▶ _Document segment_:
Question

The real value of $\lambda$ for which the image of the point $(\lambda ,\lambda -1)$ with respect to the line $3x+y=6\lambda$ is the point $({\lambda }^2+1,\lambda )$ is

• A. $-1$
• B. $0$
• C. $1$
• D. $2$

Answer 1

The correct option is D $2$

Let $(\lambda ,\lambda -1)$ be $P$,
$({\lambda }^2+1,\lambda )$ be $Q$
and $R$ be the point of intersrection of $PQ$ and $L$

Here $Q$ is the image of the point $P$
So $PQ\perp L$ and $PR=QR$
$\Rightarrow$ slope of $PQ$ $\times$ slope of $L=-1$
$\Rightarrow \left(\frac{\lambda -(\lambda -1)}{{\lambda }^2+1-\lambda }\right)\times (-3)=-1$
$\Rightarrow {\lambda }^2-\lambda +1=3$
$\Rightarrow \lambda =-1,2$
But this is not sufficient, we need $PR=QR$
For $\lambda =2$
$P\equiv (2,1),Q\equiv (5,2)$
$R\equiv (\frac{7}{2},\frac{3}{2})$
Putting value of $R$ in equation of $L$
$R$ satisfies the equation of $L$

For $\lambda =-1$
$P\equiv (-1,-2),Q\equiv (2,-1)$
$R\equiv (\frac{1}{2},-\frac{3}{2})$
Putting value of $R$ in equation of $L$
$R$ does not satisfies the equation of $L$

So $\lambda =2$

▶ _Data entries_:
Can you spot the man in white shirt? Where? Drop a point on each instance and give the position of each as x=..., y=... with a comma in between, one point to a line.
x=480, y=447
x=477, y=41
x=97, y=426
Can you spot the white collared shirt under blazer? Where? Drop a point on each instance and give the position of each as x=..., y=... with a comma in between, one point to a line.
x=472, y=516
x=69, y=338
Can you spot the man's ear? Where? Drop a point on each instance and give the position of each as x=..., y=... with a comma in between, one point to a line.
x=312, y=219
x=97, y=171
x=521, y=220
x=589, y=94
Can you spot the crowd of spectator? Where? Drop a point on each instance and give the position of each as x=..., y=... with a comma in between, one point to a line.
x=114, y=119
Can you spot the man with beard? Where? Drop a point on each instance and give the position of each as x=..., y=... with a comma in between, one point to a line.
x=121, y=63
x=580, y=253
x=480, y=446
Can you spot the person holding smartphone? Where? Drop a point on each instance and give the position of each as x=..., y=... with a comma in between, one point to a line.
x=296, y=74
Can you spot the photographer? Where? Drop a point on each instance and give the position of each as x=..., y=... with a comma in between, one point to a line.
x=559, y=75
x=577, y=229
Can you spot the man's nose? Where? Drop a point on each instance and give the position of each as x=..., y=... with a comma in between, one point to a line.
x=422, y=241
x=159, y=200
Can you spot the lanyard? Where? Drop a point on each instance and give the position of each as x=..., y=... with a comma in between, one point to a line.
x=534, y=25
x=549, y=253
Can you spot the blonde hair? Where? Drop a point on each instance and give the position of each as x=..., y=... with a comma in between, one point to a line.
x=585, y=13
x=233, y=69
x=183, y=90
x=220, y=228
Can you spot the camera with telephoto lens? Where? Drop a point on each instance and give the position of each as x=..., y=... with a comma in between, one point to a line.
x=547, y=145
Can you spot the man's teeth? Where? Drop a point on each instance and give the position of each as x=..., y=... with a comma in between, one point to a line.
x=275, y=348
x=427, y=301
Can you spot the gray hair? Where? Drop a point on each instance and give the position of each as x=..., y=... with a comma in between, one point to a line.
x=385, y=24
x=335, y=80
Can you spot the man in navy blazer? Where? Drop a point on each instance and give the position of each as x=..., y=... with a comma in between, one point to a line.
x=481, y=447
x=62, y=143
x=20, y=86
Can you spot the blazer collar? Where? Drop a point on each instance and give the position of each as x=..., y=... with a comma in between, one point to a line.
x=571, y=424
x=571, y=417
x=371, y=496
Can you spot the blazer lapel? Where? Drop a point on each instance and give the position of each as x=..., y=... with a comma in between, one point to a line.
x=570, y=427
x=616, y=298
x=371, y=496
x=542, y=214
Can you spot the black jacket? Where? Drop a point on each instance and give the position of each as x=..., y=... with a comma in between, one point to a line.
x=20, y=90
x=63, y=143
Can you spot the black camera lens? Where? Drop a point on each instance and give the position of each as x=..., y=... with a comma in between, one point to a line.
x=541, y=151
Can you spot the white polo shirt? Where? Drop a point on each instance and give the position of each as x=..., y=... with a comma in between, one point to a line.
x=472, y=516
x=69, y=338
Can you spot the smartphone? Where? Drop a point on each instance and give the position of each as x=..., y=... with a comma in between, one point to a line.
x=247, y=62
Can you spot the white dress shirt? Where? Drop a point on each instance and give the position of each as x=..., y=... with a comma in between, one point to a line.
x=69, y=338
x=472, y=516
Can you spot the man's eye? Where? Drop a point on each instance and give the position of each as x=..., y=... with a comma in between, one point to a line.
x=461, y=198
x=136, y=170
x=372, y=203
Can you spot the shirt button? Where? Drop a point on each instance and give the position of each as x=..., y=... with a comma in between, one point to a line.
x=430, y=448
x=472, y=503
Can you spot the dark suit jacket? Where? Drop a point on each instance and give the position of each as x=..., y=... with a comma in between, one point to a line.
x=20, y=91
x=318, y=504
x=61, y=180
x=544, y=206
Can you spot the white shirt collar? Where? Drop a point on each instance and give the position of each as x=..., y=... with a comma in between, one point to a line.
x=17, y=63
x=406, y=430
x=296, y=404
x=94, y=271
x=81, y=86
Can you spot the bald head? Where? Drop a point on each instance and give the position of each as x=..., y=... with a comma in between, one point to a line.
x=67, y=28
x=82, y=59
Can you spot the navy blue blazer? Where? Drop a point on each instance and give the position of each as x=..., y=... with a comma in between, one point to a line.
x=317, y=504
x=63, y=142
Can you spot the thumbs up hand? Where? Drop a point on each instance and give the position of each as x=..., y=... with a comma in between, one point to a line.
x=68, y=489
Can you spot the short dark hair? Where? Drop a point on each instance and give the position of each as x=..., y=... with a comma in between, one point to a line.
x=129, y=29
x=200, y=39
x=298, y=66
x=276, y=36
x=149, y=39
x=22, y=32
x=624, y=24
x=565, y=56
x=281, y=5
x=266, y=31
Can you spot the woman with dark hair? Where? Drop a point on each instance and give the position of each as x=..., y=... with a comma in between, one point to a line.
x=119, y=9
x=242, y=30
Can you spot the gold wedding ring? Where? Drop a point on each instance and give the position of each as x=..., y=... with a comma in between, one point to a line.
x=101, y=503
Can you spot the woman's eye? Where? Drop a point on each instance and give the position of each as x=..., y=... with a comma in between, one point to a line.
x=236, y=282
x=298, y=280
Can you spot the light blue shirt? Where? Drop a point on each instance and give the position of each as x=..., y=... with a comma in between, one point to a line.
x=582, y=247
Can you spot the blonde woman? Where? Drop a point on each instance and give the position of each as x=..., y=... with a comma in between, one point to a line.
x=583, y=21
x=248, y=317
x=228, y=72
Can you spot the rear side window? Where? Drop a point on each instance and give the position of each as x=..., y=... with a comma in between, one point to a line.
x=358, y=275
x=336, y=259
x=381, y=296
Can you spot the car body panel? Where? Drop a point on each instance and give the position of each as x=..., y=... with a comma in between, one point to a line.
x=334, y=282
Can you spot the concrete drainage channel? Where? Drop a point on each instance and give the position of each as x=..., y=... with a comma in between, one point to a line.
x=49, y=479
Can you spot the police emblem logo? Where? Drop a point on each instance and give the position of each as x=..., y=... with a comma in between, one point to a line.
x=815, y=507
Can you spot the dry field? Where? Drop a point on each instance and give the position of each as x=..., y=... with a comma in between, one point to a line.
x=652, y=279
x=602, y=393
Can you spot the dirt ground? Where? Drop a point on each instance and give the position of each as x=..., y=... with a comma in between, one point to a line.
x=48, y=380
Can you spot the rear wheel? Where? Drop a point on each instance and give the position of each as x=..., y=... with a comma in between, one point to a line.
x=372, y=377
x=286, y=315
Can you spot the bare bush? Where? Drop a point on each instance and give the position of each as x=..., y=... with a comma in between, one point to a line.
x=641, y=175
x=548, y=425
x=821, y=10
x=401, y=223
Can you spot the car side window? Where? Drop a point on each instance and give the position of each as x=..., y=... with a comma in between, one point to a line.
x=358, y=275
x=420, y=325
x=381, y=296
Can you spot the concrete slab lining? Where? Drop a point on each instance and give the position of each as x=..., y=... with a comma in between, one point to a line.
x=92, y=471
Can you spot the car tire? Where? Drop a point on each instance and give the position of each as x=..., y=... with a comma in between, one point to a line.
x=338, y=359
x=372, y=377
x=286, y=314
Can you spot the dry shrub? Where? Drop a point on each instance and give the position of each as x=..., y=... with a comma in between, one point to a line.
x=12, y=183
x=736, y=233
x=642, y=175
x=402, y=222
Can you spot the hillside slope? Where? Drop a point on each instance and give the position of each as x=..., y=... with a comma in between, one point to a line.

▶ _Request_: Reproduce the full line-reflection problem and its worked solution from the top of the page, word for word and symbol for symbol.

▶ _Full solution_:
Question

The real value of $\lambda$ for which the image of the point $(\lambda ,\lambda -1)$ with respect to the line $3x+y=6\lambda$ is the point $({\lambda }^2+1,\lambda )$ is

• A. $-1$
• B. $0$
• C. $1$
• D. $2$

Answer 1

The correct option is D $2$

Let $(\lambda ,\lambda -1)$ be $P$,
$({\lambda }^2+1,\lambda )$ be $Q$
and $R$ be the point of intersrection of $PQ$ and $L$

Here $Q$ is the image of the point $P$
So $PQ\perp L$ and $PR=QR$
$\Rightarrow$ slope of $PQ$ $\times$ slope of $L=-1$
$\Rightarrow \left(\frac{\lambda -(\lambda -1)}{{\lambda }^2+1-\lambda }\right)\times (-3)=-1$
$\Rightarrow {\lambda }^2-\lambda +1=3$
$\Rightarrow \lambda =-1,2$
But this is not sufficient, we need $PR=QR$
For $\lambda =2$
$P\equiv (2,1),Q\equiv (5,2)$
$R\equiv (\frac{7}{2},\frac{3}{2})$
Putting value of $R$ in equation of $L$
$R$ satisfies the equation of $L$

For $\lambda =-1$
$P\equiv (-1,-2),Q\equiv (2,-1)$
$R\equiv (\frac{1}{2},-\frac{3}{2})$
Putting value of $R$ in equation of $L$
$R$ does not satisfies the equation of $L$

So $\lambda =2$